Short problem:
Please rewrite the rows below, beginning at the line that contains "of the bird's" and continuing through the last row, with the requests included and nothing else. Multiply every answer coordinate by 1.7 and round to whole numbers, halves up, but leave the numbers in the requests and their format samples unchanged.

[Point labeling examples]
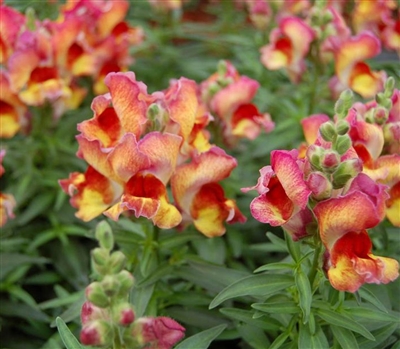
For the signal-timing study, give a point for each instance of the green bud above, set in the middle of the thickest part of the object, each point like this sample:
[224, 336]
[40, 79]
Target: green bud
[342, 144]
[346, 171]
[96, 295]
[100, 256]
[126, 281]
[389, 86]
[110, 285]
[344, 103]
[104, 235]
[116, 262]
[328, 131]
[342, 127]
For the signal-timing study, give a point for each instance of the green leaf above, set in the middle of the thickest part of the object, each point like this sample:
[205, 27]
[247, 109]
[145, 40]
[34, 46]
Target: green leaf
[275, 266]
[381, 335]
[345, 337]
[9, 261]
[203, 339]
[370, 314]
[254, 336]
[304, 292]
[277, 343]
[66, 335]
[371, 298]
[312, 341]
[152, 278]
[266, 323]
[342, 320]
[254, 285]
[279, 304]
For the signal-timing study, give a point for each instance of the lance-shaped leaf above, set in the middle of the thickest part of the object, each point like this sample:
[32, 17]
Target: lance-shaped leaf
[254, 285]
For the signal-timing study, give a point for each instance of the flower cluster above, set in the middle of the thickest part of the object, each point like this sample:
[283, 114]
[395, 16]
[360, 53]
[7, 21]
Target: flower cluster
[107, 317]
[324, 32]
[341, 183]
[142, 147]
[89, 38]
[7, 201]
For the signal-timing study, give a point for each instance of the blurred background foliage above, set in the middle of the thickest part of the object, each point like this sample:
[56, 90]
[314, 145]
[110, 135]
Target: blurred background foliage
[44, 263]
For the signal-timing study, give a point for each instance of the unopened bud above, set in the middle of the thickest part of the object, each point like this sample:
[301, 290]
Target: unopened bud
[116, 262]
[110, 285]
[104, 235]
[328, 131]
[342, 144]
[96, 333]
[381, 115]
[314, 154]
[344, 103]
[346, 171]
[126, 281]
[90, 313]
[100, 256]
[330, 160]
[124, 314]
[320, 185]
[96, 295]
[342, 127]
[389, 86]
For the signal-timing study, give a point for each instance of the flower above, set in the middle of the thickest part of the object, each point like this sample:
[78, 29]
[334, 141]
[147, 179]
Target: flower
[157, 333]
[289, 44]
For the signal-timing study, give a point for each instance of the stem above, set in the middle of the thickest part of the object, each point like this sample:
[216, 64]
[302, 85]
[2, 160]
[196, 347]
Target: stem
[315, 265]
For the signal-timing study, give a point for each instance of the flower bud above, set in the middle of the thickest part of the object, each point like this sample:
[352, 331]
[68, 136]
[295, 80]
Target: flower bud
[342, 127]
[100, 256]
[104, 235]
[342, 144]
[346, 171]
[116, 262]
[126, 281]
[344, 103]
[123, 314]
[161, 332]
[90, 313]
[110, 285]
[96, 295]
[330, 160]
[314, 154]
[96, 333]
[328, 131]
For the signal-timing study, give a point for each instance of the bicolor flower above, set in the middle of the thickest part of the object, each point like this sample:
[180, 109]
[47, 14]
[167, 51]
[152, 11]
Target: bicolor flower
[349, 261]
[283, 193]
[351, 70]
[200, 197]
[288, 47]
[229, 97]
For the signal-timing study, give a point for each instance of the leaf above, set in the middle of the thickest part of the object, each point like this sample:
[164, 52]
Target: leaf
[342, 320]
[203, 339]
[277, 343]
[345, 338]
[304, 292]
[66, 335]
[9, 261]
[370, 314]
[254, 336]
[254, 285]
[371, 298]
[266, 323]
[312, 341]
[161, 271]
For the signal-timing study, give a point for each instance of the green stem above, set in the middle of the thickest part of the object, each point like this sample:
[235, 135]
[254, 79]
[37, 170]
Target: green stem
[315, 266]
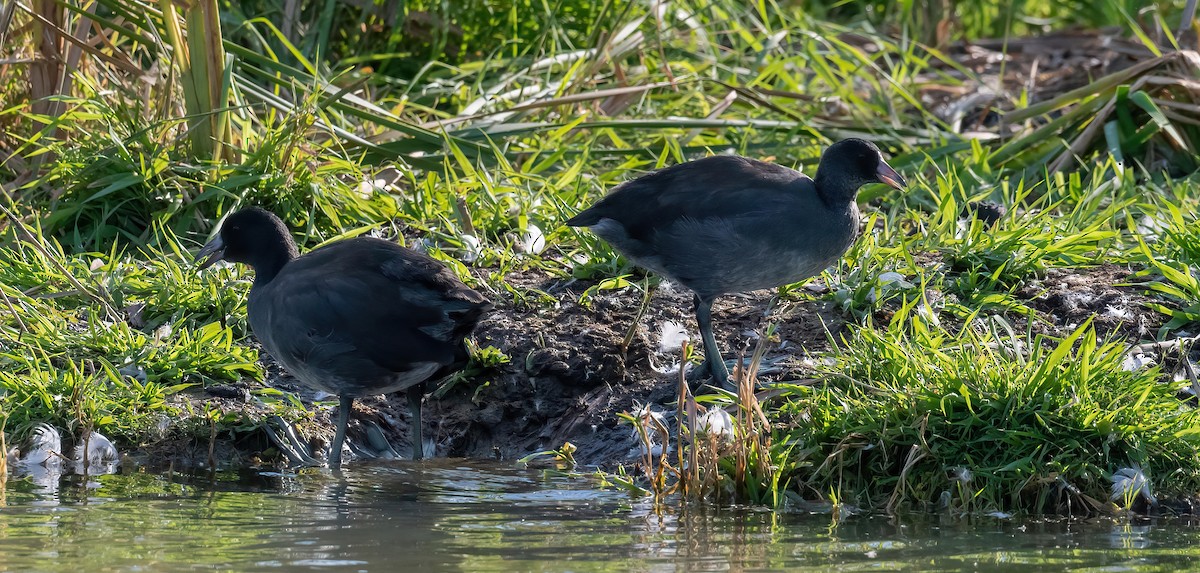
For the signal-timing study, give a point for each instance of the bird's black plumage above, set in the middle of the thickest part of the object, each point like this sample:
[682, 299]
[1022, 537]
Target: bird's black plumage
[354, 318]
[730, 224]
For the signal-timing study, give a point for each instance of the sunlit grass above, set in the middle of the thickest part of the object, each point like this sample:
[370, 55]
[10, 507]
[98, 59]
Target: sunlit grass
[478, 134]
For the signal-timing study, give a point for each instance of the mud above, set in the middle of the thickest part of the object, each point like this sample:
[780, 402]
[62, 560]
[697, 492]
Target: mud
[569, 378]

Output of the exercise:
For the signal-timing study, give a point for each instance of the bird's black plumage above, set in the middle of the thickest part of the object, each point like this sample:
[682, 299]
[1022, 537]
Target: bird's black plumage
[602, 541]
[1241, 381]
For the signal-timing study, give a point for each instance of the sunlit grass above, set in the middle of the thickest part of the object, each point like this sample:
[370, 55]
[10, 507]
[98, 59]
Target: sunlit grass
[813, 228]
For the signal-timing study, give a point for each instance of the mud above, set in the middle of the thickest part of the object, each point like this sample:
[780, 402]
[62, 560]
[697, 492]
Target: mud
[967, 643]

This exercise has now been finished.